> Selected passage:
'''

How to Scrape Info from Google SERPs with Screaming Frog
This article was originally posted on January 16, 2020.
To do this, you need to have an understanding of a little bit of XPath and Google search queries. You also need to know how to use the Screaming Frog SEO tool. I first learned about doing this from Rory Truesdale’s blog post on Search Engine Journal.
Before proceeding, I wanted to tell you that there is a small possibility that scraping Google’s Serps could get your IP blacklisted. Use this method at your own risk. If you’re ok with the risk, then keep reading.
Configuring the Screaming Frog Crawl
First, set Screaming Frog’s mode to List.
I followed Rory’s advice and unchecked all of the boxes in Configuration -> Spider -> Crawl.
If you want to see a rendered screenshot after Screaming Frog crawls Google, you can go to the Rendering tab and select JavaScript.
I found the results to be the same (without the screenshot) if I selected Text Only.

'''

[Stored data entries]

'''

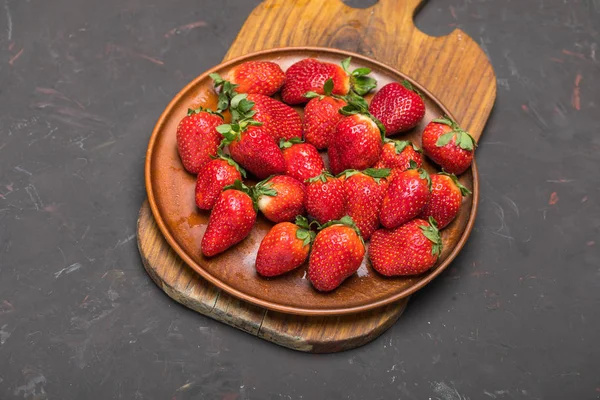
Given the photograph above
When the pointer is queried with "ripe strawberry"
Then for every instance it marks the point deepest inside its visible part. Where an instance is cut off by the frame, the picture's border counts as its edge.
(364, 194)
(279, 120)
(284, 248)
(309, 75)
(398, 154)
(325, 199)
(406, 197)
(398, 106)
(410, 249)
(213, 177)
(446, 198)
(357, 141)
(337, 253)
(262, 77)
(280, 198)
(302, 160)
(197, 138)
(321, 115)
(448, 145)
(253, 148)
(230, 221)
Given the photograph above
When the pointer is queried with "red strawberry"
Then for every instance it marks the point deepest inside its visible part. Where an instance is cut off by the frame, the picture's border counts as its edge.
(406, 197)
(253, 148)
(302, 160)
(448, 145)
(230, 221)
(357, 141)
(213, 177)
(197, 138)
(364, 194)
(398, 154)
(337, 253)
(321, 115)
(262, 77)
(398, 106)
(446, 198)
(280, 198)
(279, 120)
(309, 75)
(284, 248)
(325, 199)
(410, 249)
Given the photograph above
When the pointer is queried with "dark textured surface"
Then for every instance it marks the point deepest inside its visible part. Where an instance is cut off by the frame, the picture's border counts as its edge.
(81, 85)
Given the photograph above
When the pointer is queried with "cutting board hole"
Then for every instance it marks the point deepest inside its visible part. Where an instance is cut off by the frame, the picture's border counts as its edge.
(437, 18)
(360, 3)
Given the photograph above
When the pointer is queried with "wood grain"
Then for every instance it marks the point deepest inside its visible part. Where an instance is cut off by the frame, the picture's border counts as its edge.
(313, 334)
(452, 67)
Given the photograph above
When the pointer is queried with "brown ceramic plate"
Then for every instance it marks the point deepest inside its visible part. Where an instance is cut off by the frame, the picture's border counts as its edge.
(171, 194)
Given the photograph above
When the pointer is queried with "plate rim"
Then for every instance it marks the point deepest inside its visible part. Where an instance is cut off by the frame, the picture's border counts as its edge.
(267, 304)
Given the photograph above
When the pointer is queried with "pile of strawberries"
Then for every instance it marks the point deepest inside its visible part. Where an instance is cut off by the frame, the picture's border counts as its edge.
(373, 189)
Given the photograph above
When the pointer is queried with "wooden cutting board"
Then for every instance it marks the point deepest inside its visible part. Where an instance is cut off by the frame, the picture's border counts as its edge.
(453, 68)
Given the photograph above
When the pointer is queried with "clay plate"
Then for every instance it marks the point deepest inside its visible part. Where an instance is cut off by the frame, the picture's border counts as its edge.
(171, 194)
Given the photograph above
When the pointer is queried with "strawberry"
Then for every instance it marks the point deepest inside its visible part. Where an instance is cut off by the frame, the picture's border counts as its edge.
(280, 198)
(279, 120)
(357, 141)
(284, 248)
(310, 75)
(448, 145)
(406, 197)
(410, 249)
(321, 115)
(302, 160)
(230, 221)
(364, 193)
(262, 77)
(249, 144)
(213, 177)
(325, 199)
(446, 198)
(399, 107)
(338, 251)
(398, 154)
(197, 138)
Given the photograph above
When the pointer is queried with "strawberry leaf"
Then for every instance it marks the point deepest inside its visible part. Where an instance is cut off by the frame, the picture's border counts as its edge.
(311, 95)
(362, 85)
(400, 145)
(263, 188)
(328, 87)
(445, 139)
(432, 233)
(217, 79)
(465, 141)
(286, 144)
(463, 190)
(346, 64)
(377, 173)
(425, 175)
(361, 71)
(322, 177)
(347, 173)
(444, 120)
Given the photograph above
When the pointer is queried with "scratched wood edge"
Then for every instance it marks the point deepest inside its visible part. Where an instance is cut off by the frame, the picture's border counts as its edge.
(408, 53)
(308, 334)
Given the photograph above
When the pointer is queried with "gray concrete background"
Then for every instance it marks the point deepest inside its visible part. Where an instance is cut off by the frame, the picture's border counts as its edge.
(81, 86)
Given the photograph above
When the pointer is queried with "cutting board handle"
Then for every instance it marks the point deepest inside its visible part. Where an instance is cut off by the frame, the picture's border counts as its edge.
(452, 67)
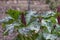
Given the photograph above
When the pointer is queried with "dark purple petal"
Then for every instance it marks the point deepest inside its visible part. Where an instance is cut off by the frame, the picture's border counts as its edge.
(23, 20)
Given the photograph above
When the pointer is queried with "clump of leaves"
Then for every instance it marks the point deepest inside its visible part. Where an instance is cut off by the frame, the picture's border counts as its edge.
(13, 13)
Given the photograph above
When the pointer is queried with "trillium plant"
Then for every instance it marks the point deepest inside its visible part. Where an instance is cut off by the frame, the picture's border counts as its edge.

'''

> Problem to solve: Reproduce word for word the part of the Screaming Frog scraping article starting at "To do this, you" and ending at "mode to List.".

> Result of this task:
To do this, you need to have an understanding of a little bit of XPath and Google search queries. You also need to know how to use the Screaming Frog SEO tool. I first learned about doing this from Rory Truesdale’s blog post on Search Engine Journal.
Before proceeding, I wanted to tell you that there is a small possibility that scraping Google’s Serps could get your IP blacklisted. Use this method at your own risk. If you’re ok with the risk, then keep reading.
Configuring the Screaming Frog Crawl
First, set Screaming Frog’s mode to List.